**DOCUMENT EXTRACT**

◆ ◆ ◆ ◆ ◆

Central Asian elites actively solicit Chinese investment, although large segments of the population fear being swamped by Chinese labor and resent treatment of Central Asian minorities in Xinjiang. Central Asia Barometer surveys conducted yearly from 2017 to 2021 found increasingly unfavorable opinions of China in Kazakhstan, Uzbekistan, and Kyrgyzstan over time. In the fall of 2021, 45 percent of Kazakhstan respondents had a somewhat or very unfavorable opinion of China, compared to just 16 percent in spring 2017. In Uzbekistan, the figures were 33 percent unfavorable in 2021 and 6 percent in 2017. Likewise, Kyrgyzstan was 42 percent favorable in 2021 and 32 percent unfavorable in 2017.104
Evolving Regional Security Organizations

Russia has sponsored the development of the Collective Security Treaty Organization as a leading security framework within the post-Soviet space. Moscow has envisioned the organization as a bulwark against further NATO expansion to the east. 105 Like NATO, the Collective Security Treaty Organization is a military alliance defined by a mutual defense pact between its member states: Russia, Armenia, Belarus, Kazakhstan, Kyrgyzstan, and Tajikistan. However, the Russia-led bloc is far less institutionalized than NATO and depends more on coercion to get things done. At the 2011 summit in Moscow, chaired by Medvedev, the Collective Security Treaty Organization declared that allied consensus would be required before non-member state military bases could be established on their territories, giving Russia an effective veto over future potential U.S. and NATO bases in much of Central Asia.106

The Collective Security Treaty Organization has been selective in responding to the security concerns of its members. Yet, the 2022 operation in Kazakhstan appeared to presage a more active role for the bloc within Central Asia. In January 2022, at Tokayev’s request, a contingent of the organization’s forces was deployed to Kazakhstan to support his presidency and restore order in the wake of widespread violent demonstrations over increases in fuel prices, growing inequality, and political repression. Tokayev claimed that foreign terrorists and criminals threatened the stability of his country, providing a justification for the Collective Security Treaty Organization to intervene in what was mostly an internal affair between rival clans.107 Earlier, the bloc had declined to respond to pleas from Kyrgyzstan and Armenia, in 2010 and 2021 respectively, to deal with internal security issues in the two countries.108 The Kazakhstan episode was different, reflecting the selectivity in the organization’s application of the mutual defense commitment mechanism. The Russian-led deployment to Kazakhstan demonstrated the organization’s ability to prop up fragile regimes in Central Asia, strengthening Moscow’s argument for the bloc’s role as the key security organization along Russia’s southern border.109 The troop deployment was approved the same day Tokayev made the request, suggesting the decision could have been Putin’s alone. Russian troops began arriving in Almaty the following day, Jan. 6.

◆ ◆ ◆ ◆ ◆

**RECORDS SUPPLIED**
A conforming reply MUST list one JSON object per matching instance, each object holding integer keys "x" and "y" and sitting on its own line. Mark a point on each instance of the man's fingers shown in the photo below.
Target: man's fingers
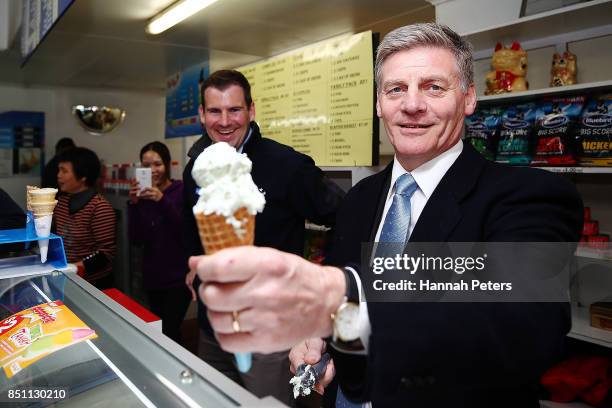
{"x": 223, "y": 322}
{"x": 296, "y": 356}
{"x": 312, "y": 356}
{"x": 330, "y": 372}
{"x": 194, "y": 297}
{"x": 225, "y": 297}
{"x": 236, "y": 264}
{"x": 237, "y": 342}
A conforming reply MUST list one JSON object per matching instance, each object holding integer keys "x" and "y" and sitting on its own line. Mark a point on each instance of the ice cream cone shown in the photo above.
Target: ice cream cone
{"x": 42, "y": 195}
{"x": 40, "y": 209}
{"x": 217, "y": 234}
{"x": 43, "y": 217}
{"x": 225, "y": 211}
{"x": 29, "y": 190}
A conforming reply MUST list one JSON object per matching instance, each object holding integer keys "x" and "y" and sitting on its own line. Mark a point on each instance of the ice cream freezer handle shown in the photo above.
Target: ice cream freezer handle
{"x": 56, "y": 257}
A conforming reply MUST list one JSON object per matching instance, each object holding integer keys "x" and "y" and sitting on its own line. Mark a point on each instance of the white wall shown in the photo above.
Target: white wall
{"x": 144, "y": 122}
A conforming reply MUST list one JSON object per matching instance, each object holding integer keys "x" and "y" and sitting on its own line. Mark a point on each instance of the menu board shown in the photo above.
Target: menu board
{"x": 320, "y": 100}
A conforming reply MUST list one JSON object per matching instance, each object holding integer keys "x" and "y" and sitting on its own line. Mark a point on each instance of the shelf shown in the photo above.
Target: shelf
{"x": 586, "y": 252}
{"x": 546, "y": 28}
{"x": 577, "y": 170}
{"x": 582, "y": 329}
{"x": 554, "y": 91}
{"x": 550, "y": 404}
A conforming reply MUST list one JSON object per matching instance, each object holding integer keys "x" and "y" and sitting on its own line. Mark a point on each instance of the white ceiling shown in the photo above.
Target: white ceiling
{"x": 102, "y": 43}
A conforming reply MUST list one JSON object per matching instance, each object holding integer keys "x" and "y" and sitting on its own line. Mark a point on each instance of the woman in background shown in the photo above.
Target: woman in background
{"x": 83, "y": 218}
{"x": 154, "y": 217}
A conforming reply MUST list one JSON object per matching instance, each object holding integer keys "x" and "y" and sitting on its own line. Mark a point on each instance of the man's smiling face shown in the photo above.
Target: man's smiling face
{"x": 422, "y": 104}
{"x": 226, "y": 115}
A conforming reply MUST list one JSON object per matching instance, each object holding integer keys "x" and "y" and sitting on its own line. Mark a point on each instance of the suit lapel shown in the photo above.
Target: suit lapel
{"x": 443, "y": 209}
{"x": 379, "y": 190}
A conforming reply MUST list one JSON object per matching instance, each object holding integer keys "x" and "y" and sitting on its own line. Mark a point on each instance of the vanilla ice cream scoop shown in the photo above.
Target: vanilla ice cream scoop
{"x": 226, "y": 185}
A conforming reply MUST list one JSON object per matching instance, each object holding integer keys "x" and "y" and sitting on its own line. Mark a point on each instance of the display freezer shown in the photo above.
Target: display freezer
{"x": 129, "y": 364}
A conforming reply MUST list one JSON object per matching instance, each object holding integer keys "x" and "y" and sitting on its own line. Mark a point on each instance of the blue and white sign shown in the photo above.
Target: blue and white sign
{"x": 183, "y": 101}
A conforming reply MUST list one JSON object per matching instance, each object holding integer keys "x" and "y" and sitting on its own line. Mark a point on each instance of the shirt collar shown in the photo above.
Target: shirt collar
{"x": 428, "y": 175}
{"x": 246, "y": 139}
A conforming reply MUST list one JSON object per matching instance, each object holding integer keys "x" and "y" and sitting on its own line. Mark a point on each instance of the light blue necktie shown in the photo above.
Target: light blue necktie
{"x": 397, "y": 220}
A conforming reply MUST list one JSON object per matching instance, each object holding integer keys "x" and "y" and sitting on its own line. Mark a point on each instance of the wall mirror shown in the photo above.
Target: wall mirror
{"x": 98, "y": 119}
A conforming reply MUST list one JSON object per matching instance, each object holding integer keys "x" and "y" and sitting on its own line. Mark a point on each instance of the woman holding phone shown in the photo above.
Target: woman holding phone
{"x": 154, "y": 218}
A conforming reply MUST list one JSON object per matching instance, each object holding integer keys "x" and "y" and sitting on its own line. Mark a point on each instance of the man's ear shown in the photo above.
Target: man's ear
{"x": 470, "y": 100}
{"x": 252, "y": 112}
{"x": 201, "y": 111}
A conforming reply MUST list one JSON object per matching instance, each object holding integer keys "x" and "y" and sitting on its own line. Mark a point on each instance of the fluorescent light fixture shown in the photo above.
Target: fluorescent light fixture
{"x": 176, "y": 13}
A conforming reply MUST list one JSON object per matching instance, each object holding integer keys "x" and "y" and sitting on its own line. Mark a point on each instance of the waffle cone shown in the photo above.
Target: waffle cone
{"x": 42, "y": 195}
{"x": 42, "y": 209}
{"x": 216, "y": 234}
{"x": 29, "y": 190}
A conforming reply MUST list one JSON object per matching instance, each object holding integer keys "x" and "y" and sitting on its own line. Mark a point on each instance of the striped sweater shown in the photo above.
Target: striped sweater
{"x": 88, "y": 233}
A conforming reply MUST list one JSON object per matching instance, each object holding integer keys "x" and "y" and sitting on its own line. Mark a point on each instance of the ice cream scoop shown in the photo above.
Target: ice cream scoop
{"x": 307, "y": 376}
{"x": 226, "y": 185}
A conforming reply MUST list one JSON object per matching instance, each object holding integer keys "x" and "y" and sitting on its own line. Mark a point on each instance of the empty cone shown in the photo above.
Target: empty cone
{"x": 42, "y": 224}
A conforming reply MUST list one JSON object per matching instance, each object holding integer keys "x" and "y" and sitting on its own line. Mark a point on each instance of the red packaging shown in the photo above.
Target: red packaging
{"x": 590, "y": 228}
{"x": 599, "y": 241}
{"x": 587, "y": 213}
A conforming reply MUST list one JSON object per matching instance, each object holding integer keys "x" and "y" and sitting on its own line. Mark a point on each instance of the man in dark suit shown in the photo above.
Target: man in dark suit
{"x": 437, "y": 189}
{"x": 295, "y": 190}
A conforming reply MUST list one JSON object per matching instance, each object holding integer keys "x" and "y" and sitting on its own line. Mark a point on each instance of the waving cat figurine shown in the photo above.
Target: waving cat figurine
{"x": 510, "y": 69}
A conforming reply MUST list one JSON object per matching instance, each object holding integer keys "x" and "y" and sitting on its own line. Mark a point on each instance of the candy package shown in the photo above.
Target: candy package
{"x": 482, "y": 131}
{"x": 595, "y": 132}
{"x": 515, "y": 144}
{"x": 555, "y": 120}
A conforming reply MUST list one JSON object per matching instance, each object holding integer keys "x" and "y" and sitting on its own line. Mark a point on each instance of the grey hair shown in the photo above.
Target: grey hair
{"x": 427, "y": 35}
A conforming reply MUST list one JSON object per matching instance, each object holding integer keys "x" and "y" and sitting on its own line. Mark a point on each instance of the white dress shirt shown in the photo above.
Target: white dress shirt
{"x": 427, "y": 177}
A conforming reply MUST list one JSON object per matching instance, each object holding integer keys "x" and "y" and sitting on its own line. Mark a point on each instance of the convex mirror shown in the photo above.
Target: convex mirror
{"x": 98, "y": 119}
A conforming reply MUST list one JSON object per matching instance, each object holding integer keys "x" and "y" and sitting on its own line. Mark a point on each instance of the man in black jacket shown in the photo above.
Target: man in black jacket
{"x": 437, "y": 189}
{"x": 295, "y": 190}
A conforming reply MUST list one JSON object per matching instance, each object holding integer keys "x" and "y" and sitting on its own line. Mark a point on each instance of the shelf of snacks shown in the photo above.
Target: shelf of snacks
{"x": 546, "y": 28}
{"x": 579, "y": 170}
{"x": 594, "y": 253}
{"x": 582, "y": 329}
{"x": 568, "y": 132}
{"x": 512, "y": 97}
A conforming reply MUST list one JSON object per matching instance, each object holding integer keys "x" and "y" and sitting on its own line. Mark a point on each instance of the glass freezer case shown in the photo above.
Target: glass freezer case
{"x": 129, "y": 364}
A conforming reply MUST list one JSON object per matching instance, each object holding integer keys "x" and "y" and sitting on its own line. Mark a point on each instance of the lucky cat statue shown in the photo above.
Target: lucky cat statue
{"x": 510, "y": 69}
{"x": 563, "y": 70}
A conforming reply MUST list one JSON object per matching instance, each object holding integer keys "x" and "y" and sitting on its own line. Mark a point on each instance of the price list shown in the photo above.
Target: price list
{"x": 319, "y": 99}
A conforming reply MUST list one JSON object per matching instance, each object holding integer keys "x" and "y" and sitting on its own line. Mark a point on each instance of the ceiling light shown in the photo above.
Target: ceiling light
{"x": 174, "y": 14}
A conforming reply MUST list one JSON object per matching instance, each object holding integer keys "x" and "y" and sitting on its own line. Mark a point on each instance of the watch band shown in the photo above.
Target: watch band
{"x": 352, "y": 290}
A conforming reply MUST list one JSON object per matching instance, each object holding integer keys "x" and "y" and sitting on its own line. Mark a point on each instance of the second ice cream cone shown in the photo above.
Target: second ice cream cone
{"x": 217, "y": 234}
{"x": 41, "y": 209}
{"x": 42, "y": 195}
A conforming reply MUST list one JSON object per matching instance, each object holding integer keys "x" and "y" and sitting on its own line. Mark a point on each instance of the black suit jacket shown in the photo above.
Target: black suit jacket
{"x": 295, "y": 189}
{"x": 461, "y": 354}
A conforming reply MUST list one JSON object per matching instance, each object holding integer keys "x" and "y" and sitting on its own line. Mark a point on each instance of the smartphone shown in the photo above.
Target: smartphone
{"x": 143, "y": 177}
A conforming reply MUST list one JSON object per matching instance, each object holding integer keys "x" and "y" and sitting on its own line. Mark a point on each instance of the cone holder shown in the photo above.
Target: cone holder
{"x": 56, "y": 257}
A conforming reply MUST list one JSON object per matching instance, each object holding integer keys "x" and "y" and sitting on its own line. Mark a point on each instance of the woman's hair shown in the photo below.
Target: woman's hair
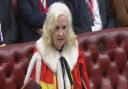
{"x": 54, "y": 11}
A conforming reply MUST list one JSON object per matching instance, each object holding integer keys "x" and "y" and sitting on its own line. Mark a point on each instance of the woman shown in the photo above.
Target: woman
{"x": 57, "y": 63}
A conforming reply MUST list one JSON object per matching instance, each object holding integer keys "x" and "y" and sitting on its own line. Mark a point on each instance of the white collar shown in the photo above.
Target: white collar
{"x": 50, "y": 54}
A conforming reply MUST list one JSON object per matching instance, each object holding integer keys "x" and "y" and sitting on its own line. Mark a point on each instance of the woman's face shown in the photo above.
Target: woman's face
{"x": 59, "y": 33}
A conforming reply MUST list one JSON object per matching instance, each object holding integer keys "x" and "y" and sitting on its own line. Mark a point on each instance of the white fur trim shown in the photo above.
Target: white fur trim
{"x": 50, "y": 54}
{"x": 51, "y": 57}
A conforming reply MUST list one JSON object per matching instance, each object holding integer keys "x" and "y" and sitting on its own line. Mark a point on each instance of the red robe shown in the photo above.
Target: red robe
{"x": 48, "y": 79}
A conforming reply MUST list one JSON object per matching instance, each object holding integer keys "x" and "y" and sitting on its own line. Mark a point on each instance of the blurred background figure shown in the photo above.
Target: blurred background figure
{"x": 8, "y": 26}
{"x": 91, "y": 15}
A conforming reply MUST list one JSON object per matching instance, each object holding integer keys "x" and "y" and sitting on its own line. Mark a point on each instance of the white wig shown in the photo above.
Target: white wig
{"x": 54, "y": 11}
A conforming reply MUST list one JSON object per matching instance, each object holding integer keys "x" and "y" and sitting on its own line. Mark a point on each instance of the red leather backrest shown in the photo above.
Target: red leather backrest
{"x": 14, "y": 61}
{"x": 106, "y": 58}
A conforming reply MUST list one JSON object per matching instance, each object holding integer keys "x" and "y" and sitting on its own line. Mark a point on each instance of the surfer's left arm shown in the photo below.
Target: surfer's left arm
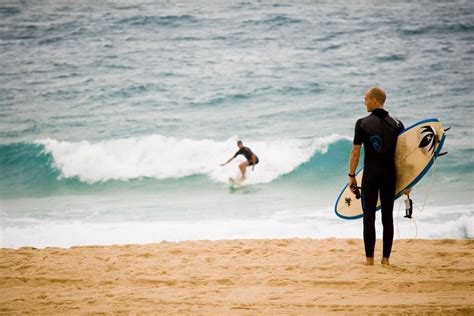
{"x": 225, "y": 163}
{"x": 353, "y": 162}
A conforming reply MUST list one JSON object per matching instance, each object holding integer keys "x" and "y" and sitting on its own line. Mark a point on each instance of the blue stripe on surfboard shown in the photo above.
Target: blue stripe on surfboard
{"x": 415, "y": 181}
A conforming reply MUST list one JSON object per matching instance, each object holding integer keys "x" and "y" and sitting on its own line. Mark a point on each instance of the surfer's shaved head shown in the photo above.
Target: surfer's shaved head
{"x": 374, "y": 98}
{"x": 378, "y": 94}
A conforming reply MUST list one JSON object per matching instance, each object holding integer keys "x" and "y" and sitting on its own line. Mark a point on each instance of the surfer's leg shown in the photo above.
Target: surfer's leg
{"x": 387, "y": 196}
{"x": 243, "y": 168}
{"x": 369, "y": 204}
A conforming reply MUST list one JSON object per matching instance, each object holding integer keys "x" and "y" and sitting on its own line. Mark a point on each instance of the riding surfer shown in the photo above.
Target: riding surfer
{"x": 252, "y": 159}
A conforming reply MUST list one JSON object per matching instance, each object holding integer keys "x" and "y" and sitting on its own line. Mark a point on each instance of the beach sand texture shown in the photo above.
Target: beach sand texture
{"x": 251, "y": 277}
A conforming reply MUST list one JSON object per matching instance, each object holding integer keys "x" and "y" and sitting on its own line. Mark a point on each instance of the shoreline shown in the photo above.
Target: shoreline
{"x": 242, "y": 276}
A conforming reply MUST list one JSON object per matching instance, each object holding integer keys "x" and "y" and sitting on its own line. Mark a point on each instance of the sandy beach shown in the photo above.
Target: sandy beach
{"x": 287, "y": 276}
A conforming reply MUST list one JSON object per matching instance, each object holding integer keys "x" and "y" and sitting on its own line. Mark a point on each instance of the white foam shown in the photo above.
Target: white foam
{"x": 163, "y": 157}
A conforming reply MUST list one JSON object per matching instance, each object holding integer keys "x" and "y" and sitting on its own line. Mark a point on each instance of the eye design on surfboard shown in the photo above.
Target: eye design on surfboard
{"x": 427, "y": 139}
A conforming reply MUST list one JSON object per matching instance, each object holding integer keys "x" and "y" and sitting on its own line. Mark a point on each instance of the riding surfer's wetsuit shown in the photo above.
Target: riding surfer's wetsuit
{"x": 378, "y": 132}
{"x": 248, "y": 155}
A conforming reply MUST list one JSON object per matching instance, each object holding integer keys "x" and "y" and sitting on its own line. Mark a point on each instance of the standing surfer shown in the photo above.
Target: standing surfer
{"x": 252, "y": 159}
{"x": 378, "y": 132}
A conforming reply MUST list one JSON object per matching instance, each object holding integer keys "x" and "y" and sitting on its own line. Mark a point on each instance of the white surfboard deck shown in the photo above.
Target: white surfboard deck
{"x": 417, "y": 148}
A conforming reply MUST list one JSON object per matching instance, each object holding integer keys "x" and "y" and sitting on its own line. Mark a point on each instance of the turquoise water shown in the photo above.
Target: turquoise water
{"x": 115, "y": 117}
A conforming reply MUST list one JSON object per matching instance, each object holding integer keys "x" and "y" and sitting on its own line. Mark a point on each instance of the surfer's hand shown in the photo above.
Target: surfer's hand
{"x": 352, "y": 182}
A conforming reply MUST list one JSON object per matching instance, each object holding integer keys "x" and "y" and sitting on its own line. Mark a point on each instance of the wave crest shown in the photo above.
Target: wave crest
{"x": 162, "y": 157}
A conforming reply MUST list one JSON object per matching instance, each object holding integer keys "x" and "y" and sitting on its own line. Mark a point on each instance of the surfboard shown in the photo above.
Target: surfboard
{"x": 418, "y": 146}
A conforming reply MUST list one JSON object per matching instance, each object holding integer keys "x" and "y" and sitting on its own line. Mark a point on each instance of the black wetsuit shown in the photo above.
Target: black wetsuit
{"x": 248, "y": 155}
{"x": 378, "y": 132}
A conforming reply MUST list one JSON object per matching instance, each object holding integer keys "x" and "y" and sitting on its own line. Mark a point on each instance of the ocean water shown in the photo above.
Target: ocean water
{"x": 115, "y": 116}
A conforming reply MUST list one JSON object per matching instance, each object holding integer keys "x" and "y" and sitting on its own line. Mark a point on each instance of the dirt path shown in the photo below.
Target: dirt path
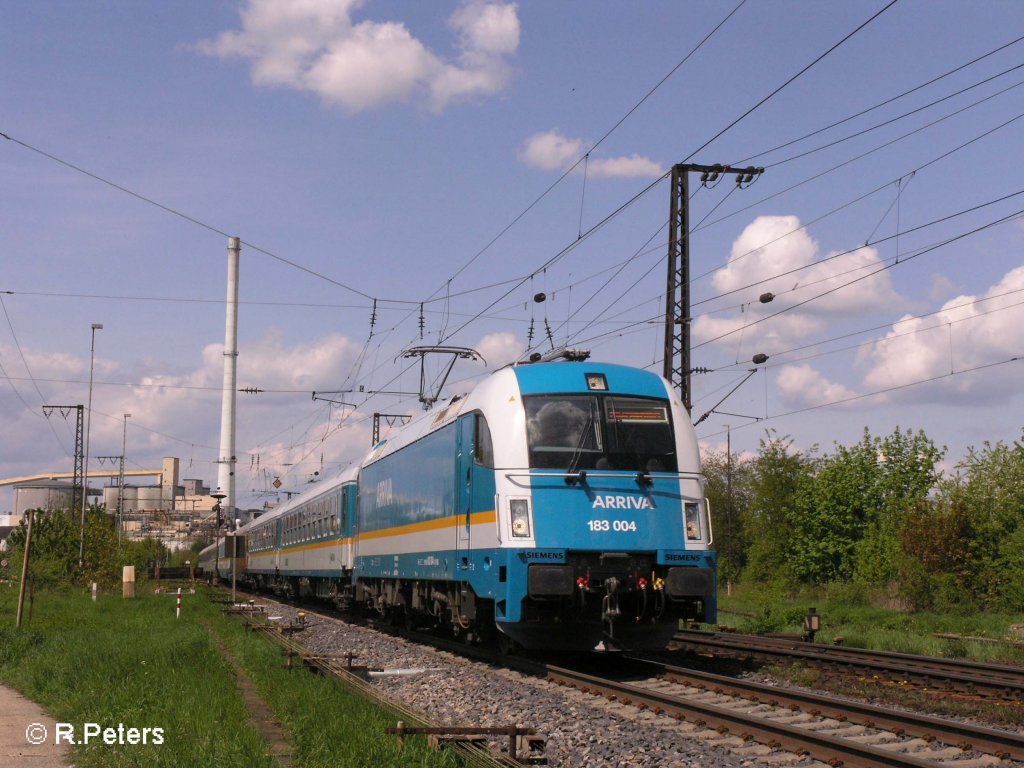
{"x": 259, "y": 712}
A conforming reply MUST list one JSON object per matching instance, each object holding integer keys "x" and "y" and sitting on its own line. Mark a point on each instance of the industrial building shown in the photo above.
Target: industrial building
{"x": 172, "y": 511}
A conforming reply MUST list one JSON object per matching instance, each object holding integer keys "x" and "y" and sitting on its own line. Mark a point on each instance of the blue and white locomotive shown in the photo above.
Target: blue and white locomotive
{"x": 557, "y": 506}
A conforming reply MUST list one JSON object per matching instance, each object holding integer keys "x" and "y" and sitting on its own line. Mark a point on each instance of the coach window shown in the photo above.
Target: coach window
{"x": 483, "y": 448}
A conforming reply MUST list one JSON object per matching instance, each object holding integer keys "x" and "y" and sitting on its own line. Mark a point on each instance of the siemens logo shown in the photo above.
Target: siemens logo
{"x": 673, "y": 557}
{"x": 622, "y": 502}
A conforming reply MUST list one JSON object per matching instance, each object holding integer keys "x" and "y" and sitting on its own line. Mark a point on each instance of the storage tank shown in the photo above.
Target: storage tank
{"x": 150, "y": 497}
{"x": 131, "y": 498}
{"x": 43, "y": 495}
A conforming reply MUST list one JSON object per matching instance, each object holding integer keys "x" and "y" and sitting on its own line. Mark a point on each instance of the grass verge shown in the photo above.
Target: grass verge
{"x": 130, "y": 662}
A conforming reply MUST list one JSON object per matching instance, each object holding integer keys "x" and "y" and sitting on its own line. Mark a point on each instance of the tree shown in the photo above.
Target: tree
{"x": 778, "y": 473}
{"x": 728, "y": 489}
{"x": 906, "y": 471}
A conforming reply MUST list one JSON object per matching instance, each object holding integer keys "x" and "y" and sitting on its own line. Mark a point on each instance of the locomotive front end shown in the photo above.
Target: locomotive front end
{"x": 608, "y": 529}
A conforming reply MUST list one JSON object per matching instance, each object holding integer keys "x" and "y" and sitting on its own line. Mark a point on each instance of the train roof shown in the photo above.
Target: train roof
{"x": 521, "y": 379}
{"x": 350, "y": 474}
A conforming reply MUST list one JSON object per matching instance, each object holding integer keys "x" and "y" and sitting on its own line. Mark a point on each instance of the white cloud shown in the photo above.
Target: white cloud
{"x": 802, "y": 385}
{"x": 761, "y": 260}
{"x": 968, "y": 332}
{"x": 313, "y": 45}
{"x": 500, "y": 349}
{"x": 634, "y": 165}
{"x": 552, "y": 151}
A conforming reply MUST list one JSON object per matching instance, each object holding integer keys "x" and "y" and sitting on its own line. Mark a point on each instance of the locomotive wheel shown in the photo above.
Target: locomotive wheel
{"x": 506, "y": 645}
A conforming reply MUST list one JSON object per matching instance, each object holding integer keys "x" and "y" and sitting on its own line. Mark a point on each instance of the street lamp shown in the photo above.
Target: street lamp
{"x": 121, "y": 481}
{"x": 217, "y": 496}
{"x": 88, "y": 424}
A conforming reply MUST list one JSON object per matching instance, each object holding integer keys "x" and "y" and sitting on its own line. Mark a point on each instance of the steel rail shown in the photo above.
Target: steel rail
{"x": 970, "y": 676}
{"x": 1005, "y": 744}
{"x": 472, "y": 754}
{"x": 830, "y": 750}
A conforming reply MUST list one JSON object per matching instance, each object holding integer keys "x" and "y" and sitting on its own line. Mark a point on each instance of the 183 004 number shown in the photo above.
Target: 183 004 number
{"x": 616, "y": 525}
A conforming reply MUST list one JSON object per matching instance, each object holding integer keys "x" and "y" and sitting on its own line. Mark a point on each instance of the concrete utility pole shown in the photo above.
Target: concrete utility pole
{"x": 25, "y": 569}
{"x": 88, "y": 425}
{"x": 77, "y": 488}
{"x": 225, "y": 469}
{"x": 677, "y": 306}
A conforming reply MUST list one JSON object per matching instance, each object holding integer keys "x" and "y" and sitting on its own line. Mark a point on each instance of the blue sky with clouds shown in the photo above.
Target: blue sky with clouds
{"x": 430, "y": 153}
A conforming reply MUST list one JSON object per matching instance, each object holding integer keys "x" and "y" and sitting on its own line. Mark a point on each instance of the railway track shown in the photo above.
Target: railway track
{"x": 976, "y": 678}
{"x": 748, "y": 717}
{"x": 835, "y": 731}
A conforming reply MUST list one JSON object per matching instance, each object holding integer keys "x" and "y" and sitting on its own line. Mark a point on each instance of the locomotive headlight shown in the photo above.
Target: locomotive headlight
{"x": 519, "y": 517}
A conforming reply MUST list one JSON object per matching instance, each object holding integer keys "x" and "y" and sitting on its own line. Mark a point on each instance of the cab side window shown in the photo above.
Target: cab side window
{"x": 483, "y": 449}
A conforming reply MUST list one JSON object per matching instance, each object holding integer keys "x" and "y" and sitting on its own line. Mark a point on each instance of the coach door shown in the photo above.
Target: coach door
{"x": 464, "y": 495}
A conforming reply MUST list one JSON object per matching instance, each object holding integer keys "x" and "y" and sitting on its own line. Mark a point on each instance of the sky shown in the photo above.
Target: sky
{"x": 416, "y": 174}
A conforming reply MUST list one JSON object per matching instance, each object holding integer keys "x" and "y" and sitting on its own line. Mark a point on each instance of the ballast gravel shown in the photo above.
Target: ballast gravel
{"x": 581, "y": 729}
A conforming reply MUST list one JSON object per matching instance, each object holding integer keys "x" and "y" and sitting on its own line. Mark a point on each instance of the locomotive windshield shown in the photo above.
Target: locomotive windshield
{"x": 595, "y": 432}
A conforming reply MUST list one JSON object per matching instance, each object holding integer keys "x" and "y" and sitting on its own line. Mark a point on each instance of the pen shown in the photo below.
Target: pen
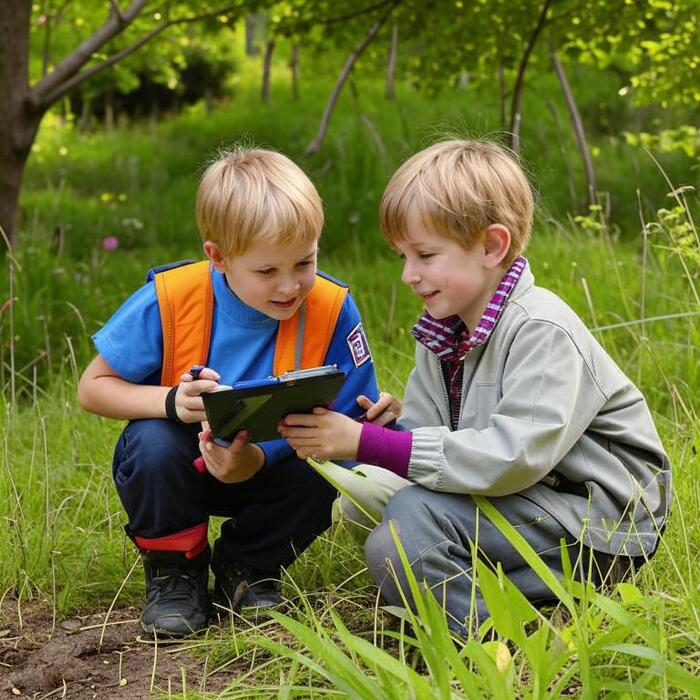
{"x": 196, "y": 370}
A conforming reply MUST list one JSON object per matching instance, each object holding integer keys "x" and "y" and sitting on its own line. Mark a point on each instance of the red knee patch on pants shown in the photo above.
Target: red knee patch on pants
{"x": 190, "y": 542}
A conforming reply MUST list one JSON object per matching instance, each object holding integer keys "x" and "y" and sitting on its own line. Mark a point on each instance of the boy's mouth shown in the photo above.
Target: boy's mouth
{"x": 284, "y": 304}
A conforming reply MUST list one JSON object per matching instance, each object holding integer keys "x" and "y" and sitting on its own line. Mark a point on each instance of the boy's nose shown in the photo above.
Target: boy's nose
{"x": 409, "y": 275}
{"x": 289, "y": 286}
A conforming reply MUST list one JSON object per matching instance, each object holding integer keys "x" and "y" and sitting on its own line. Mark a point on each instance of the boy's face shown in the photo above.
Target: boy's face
{"x": 273, "y": 278}
{"x": 448, "y": 278}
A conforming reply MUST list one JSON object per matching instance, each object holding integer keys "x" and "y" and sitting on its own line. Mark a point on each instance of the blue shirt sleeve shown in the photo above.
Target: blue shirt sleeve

◆ ◆ ◆ ◆ ◆

Answer these from the passage on Central Asia and regional security:
(a) What share of Kazakhstan respondents held an unfavorable opinion of China in the fall of 2021?
(b) Which countries are named as member states of the Collective Security Treaty Organization?
(c) On what day did Russian troops begin arriving in Almaty?

**FINAL ANSWER**
(a) 45 percent
(b) Russia, Armenia, Belarus, Kazakhstan, Kyrgyzstan, and Tajikistan
(c) January 6